=== Dataset extract ===

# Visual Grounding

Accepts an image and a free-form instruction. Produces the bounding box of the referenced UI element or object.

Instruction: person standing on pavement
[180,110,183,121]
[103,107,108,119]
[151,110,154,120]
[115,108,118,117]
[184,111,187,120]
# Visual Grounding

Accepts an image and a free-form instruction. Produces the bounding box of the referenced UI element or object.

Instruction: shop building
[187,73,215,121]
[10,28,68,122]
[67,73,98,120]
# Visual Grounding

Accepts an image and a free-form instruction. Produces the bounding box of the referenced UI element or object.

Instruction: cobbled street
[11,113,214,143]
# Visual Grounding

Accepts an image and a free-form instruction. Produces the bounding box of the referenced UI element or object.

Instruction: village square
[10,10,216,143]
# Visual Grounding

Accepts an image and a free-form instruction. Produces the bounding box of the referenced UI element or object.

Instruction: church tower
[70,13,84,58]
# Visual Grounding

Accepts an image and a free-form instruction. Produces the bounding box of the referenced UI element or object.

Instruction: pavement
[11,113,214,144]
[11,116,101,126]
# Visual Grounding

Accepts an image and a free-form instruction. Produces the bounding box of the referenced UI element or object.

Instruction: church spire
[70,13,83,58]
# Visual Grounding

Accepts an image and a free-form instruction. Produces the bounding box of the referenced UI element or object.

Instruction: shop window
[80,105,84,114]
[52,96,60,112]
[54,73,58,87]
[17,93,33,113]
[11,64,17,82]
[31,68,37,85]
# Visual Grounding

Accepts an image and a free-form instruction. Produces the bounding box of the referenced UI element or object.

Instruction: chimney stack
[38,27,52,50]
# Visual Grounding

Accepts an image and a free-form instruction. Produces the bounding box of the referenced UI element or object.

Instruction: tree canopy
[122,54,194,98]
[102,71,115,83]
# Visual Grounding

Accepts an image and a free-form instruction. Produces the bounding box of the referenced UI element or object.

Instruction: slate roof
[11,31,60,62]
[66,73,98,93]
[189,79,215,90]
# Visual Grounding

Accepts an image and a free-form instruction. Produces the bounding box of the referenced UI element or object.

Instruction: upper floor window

===

Requirements: Pick out each line in the entries above that contains the word "shop" and copy those lines unchanged.

Written response:
Instruction: shop building
Instruction: shop window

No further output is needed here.